→ **SET TASK**
Starting with the line that contains "In this exercise you will indicate the gray" and going on through the end of the listing below, give those lines as a Markdown table with the columns Nr and Line. Number each row and leave out blank lines.

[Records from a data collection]
**********

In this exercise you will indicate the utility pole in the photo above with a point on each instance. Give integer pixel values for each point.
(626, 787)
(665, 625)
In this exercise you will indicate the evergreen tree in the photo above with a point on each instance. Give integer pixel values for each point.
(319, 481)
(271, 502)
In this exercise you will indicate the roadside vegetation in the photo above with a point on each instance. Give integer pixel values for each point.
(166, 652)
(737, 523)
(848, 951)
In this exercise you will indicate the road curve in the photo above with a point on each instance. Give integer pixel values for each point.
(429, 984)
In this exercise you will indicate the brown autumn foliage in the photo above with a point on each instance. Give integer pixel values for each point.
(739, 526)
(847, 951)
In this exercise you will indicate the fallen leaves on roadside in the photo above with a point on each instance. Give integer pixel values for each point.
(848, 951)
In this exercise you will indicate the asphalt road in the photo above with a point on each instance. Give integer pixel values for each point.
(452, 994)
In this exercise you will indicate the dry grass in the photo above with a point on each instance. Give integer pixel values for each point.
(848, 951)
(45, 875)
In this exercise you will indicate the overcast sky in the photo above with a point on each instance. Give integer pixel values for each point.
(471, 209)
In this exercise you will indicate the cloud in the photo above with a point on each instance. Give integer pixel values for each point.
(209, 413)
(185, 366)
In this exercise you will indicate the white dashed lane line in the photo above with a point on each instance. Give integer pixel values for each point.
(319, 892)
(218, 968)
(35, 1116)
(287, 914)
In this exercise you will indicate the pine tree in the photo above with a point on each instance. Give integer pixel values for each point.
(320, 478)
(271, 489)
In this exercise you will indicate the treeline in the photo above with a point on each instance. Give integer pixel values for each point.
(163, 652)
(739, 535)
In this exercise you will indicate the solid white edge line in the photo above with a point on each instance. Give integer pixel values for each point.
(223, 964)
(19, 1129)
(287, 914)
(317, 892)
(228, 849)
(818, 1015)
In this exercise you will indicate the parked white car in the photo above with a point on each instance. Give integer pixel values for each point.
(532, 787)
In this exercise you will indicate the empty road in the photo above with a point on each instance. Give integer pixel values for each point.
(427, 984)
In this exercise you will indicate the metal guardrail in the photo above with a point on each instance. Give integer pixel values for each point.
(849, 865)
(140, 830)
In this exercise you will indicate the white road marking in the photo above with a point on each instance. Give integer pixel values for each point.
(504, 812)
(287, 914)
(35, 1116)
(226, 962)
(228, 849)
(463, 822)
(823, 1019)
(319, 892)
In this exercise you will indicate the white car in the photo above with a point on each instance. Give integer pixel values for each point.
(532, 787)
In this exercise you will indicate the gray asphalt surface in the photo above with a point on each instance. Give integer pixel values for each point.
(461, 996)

**********

→ **OUTPUT BELOW**
| Nr | Line |
|---|---|
| 1 | In this exercise you will indicate the gray asphalt surface in the photo above with a point on each instance. Give integer pixel values for each point. |
| 2 | (461, 996) |